__Document text__
+ + + + + + +
Few species have been as demonized as Rhododendron ponticum. Among foresters it is a hissing and a byword; among conservations not much better. The charge sheet: it self-sows with prodigious energy and success in typical forest land, which is often acid and rained-on. The seedlings then grow with villainous vigour and smother other seedlings and saplings. They create a damp shade, which is no bad thing in many woods, until it falls under a new suspicion: of harbouring and encouraging Phytophthera ramorum, or P. kernowiae, pathogens responsible for the death of among other things, larches…
For years there were grants available for the thanklessly repetitive tasks of spraying, or better injecting it with herbicide. The grants systems change but the problem remains. Foresters still shudder at the sight of mauve blooms in the woods in May, however pretty they may be. Tourists crowd buses to visit the hotspots. There is no denying the spectacle of hillsides aglow with it. Nothing shows up the shades of purple more vividly than the old slate-mines of North Wales, where whole mountainsides are slate-black and ponticum purple.
I am schizophrenic about it. Last week in Snowdonia no one could deny its beauty. It can form phalanxes of flowers by the roadside or peep from high among forest trees where flowers are the last thing you expect to see. Its shades of purple, or mauve, sometimes intense, sometimes much paler, are always a startling contrast with woodland green. Yet the sight of it among our trees, often flowering (as weeds often do) when a mere stripling, two or three years old, makes me shudder. There is no alternative to costly destruction.
One botanist has been convinced by its supernatural vigour to declare it a new species, and baptised it R. x superponticum. Other authorities say that’s rubbish. Although it may possibly have swapped a few genes with other species, such are the American R. catawbiense, it remains true to the R. ponticum standard – or rather one of them: the strictly pontic one is from northern Turkey, the other (oddly enough) from Portugal. They are apparently not physically different enough to be two species, but the one that spreads is consistently the Iberian strain. So ‘super’ is fair enough for its performance but doesn’t make it a distinct species.
+ + + + + + +
__Action item__
Copy the passage from the text about Rhododendron ponticum, starting at "I am schizophrenic" and ending at "to costly destruction.". Rely only on the text about Rhododendron ponticum.

Stored data entries:
+ + + + + + +
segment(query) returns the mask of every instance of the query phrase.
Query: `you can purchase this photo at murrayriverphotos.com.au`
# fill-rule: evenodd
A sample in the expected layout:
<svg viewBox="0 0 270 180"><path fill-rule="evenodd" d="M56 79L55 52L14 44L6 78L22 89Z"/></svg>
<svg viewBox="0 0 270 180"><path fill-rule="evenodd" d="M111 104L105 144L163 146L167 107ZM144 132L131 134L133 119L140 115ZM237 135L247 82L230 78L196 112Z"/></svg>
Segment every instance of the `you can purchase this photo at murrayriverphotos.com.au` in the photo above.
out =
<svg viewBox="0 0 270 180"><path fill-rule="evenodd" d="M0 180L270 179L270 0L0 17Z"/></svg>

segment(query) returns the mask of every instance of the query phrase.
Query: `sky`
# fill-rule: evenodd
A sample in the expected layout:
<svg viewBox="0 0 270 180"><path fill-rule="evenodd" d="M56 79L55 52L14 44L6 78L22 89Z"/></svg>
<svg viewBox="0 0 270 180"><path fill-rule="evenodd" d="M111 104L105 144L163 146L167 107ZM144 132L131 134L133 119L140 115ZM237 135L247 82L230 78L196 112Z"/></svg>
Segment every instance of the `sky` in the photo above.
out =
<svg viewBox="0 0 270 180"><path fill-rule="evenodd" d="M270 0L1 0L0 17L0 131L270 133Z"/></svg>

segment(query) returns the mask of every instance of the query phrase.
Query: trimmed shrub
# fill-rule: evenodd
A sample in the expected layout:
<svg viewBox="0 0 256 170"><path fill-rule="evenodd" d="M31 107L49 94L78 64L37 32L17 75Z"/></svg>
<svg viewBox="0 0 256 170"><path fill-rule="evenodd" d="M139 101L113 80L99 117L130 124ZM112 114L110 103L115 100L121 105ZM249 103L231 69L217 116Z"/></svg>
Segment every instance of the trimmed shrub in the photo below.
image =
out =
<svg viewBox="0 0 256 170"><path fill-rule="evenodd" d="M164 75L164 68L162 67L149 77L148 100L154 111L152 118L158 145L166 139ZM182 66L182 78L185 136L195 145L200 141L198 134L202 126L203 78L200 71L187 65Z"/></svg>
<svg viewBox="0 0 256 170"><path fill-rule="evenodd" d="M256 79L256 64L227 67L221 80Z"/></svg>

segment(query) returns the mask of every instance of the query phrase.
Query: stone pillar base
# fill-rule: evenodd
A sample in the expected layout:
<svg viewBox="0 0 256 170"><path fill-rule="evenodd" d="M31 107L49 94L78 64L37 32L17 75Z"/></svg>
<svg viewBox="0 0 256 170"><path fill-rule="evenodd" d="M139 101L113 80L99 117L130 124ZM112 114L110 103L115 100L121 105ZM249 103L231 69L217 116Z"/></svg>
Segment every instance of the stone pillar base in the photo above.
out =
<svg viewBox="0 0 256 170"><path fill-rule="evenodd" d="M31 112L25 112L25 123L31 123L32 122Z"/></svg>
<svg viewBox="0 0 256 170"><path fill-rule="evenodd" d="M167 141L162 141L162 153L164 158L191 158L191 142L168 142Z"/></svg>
+ + + + + + +
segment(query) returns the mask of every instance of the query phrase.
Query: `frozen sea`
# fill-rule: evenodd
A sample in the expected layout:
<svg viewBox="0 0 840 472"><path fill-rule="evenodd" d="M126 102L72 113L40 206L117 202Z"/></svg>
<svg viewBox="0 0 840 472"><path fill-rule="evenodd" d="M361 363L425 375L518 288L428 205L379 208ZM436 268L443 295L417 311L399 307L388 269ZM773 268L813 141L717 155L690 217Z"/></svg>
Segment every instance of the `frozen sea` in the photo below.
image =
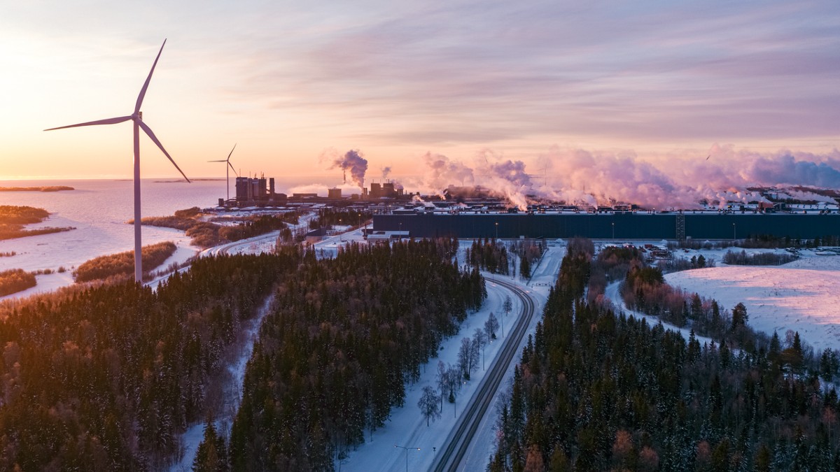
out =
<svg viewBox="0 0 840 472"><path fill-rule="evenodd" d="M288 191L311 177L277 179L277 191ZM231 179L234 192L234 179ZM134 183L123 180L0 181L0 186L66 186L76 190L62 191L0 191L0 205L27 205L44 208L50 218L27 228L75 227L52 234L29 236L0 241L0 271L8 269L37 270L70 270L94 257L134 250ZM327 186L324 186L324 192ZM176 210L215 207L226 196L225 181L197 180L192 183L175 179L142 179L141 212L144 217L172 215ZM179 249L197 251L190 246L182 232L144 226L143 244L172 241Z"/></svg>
+ + + + + + +
__Output of the task__
I am schizophrenic about it. Last week in Snowdonia no one could deny its beauty. It can form phalanxes of flowers by the roadside or peep from high among forest trees where flowers are the last thing you expect to see. Its shades of purple, or mauve, sometimes intense, sometimes much paler, are always a startling contrast with woodland green. Yet the sight of it among our trees, often flowering (as weeds often do) when a mere stripling, two or three years old, makes me shudder. There is no alternative to costly destruction.